Extract:
....

Kenyon College is a private liberal arts college in Gambier, Ohio. It was founded in 1824 by Philander Chase. Kenyon College is accredited by the Higher Learning Commission.

Kenyon has 1,708 undergraduates enrolled. Its 1,000-acre campus is set in rural surroundings and is home to the Brown Family Environmental Center (BFEC), which has over 380 acres and hosts seven different ecosystems. There are more than 120 student clubs and organizations on campus, including eight fraternities and sororities. Kenyon athletes are called Owls (previously the Lords and Ladies) and compete in the NCAA Division III North Coast Athletic Conference.

History

Founding 

After becoming the first Episcopal Bishop of Ohio in 1818, Philander Chase found a severe lack of trained clergy on the Ohio frontier. He planned to create a seminary to rectify this problem, but could find little support. Undeterred, he sailed to England and solicited donations from: George Kenyon, 2nd Baron Kenyon; Lord Gambier; and the writer and philanthropist Hannah More. The college was incorporated in December, 1824. Dissatisfied with the original location of the college in Worthington, Chase purchased  of land in Knox County (with the Mount Vernon lawyer Henry Curtis), and reached what he would name Gambier Hill on July 24, 1825. There is a legend that Bishop Chase exclaimed, "Well, this will do" upon reaching the crest of the hill.

....

Data:
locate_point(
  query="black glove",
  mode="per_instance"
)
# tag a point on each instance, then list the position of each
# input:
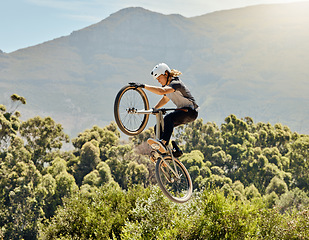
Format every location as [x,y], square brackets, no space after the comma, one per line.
[137,85]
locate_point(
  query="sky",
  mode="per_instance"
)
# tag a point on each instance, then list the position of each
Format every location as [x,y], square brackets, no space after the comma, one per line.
[25,23]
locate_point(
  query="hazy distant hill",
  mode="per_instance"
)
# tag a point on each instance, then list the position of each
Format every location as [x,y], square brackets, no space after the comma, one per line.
[251,61]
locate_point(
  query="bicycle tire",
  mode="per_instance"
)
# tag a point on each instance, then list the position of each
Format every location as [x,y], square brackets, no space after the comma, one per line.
[131,98]
[178,191]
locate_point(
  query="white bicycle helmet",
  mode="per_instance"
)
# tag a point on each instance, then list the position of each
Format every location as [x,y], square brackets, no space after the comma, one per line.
[159,69]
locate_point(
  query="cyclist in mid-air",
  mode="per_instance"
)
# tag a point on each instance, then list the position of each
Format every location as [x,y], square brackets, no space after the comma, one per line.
[172,89]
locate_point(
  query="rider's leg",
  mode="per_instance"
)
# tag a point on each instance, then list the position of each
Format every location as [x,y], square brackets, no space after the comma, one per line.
[175,119]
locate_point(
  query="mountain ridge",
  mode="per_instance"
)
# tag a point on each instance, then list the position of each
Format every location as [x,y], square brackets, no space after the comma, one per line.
[232,64]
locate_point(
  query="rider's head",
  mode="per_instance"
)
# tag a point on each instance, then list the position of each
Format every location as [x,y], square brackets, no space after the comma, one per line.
[161,73]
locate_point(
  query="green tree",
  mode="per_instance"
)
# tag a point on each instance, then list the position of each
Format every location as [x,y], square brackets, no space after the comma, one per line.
[299,156]
[9,121]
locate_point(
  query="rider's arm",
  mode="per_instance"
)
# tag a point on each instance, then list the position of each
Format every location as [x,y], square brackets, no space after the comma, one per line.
[162,102]
[159,90]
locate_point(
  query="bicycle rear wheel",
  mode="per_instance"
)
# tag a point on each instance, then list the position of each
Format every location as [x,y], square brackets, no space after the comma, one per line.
[176,188]
[128,100]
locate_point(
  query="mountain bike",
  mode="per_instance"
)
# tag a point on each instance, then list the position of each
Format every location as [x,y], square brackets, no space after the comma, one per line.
[131,111]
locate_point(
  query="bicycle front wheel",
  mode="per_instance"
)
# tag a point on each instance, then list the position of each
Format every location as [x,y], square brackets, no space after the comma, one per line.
[127,102]
[174,179]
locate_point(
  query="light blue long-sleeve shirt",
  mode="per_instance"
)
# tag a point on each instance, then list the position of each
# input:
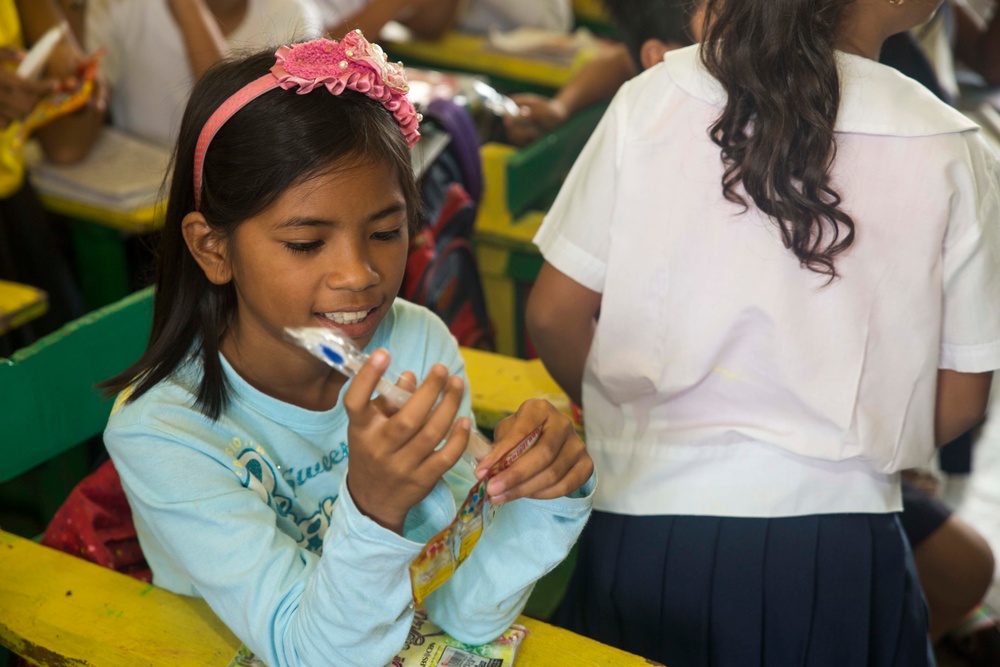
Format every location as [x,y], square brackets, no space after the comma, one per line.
[251,513]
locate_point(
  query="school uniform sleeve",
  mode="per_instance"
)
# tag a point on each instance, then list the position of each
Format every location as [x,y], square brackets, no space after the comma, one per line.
[101,29]
[576,234]
[971,322]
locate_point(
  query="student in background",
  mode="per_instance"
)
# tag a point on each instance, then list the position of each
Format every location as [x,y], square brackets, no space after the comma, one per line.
[426,18]
[261,479]
[31,251]
[430,19]
[157,49]
[747,399]
[648,29]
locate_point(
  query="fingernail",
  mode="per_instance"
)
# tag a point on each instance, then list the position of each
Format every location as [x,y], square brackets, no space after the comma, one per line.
[380,358]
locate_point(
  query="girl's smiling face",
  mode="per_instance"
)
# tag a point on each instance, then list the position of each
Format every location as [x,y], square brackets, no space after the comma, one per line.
[330,251]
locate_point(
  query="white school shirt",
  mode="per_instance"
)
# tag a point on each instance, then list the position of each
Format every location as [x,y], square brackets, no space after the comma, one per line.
[725,379]
[146,63]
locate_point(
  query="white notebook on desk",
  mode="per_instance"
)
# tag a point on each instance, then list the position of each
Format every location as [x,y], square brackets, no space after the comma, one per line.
[121,173]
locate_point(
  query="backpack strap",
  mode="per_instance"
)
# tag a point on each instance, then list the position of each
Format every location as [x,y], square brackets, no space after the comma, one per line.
[457,122]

....

To do:
1 > Transcribe the section of the Kenyon College text starting with "Kenyon has 1,708" and going on through "Coast Athletic Conference.".
2 > Pick up the Kenyon College text after its final sentence and carry it forward.

Exercise results:
1 >
Kenyon has 1,708 undergraduates enrolled. Its 1,000-acre campus is set in rural surroundings and is home to the Brown Family Environmental Center (BFEC), which has over 380 acres and hosts seven different ecosystems. There are more than 120 student clubs and organizations on campus, including eight fraternities and sororities. Kenyon athletes are called Owls (previously the Lords and Ladies) and compete in the NCAA Division III North Coast Athletic Conference.

2 >
The Kenyon Review
Kenyon's English department gained national recognition with the arrival of the poet and critic John Crowe Ransom in 1937 as professor of poetry and first editor of The Kenyon Review, a literary journal. During his 21-year tenure, Ransom published such internationally known writers as Allen Tate, Robert Penn Warren, William Empson, Mark Van Doren, Kenneth Burke, and Delmore Schwartz, as well as younger writers like Flannery O'Connor, Robert Lowell, and Peter Taylor, to name a few. It was an influential literary magazine during the 1940s and 1950s.

The Kenyon Review also hosts a two-week summer writing workshop on campus for high-school students. The Review also sponsors an annual summer writers workshop for adults.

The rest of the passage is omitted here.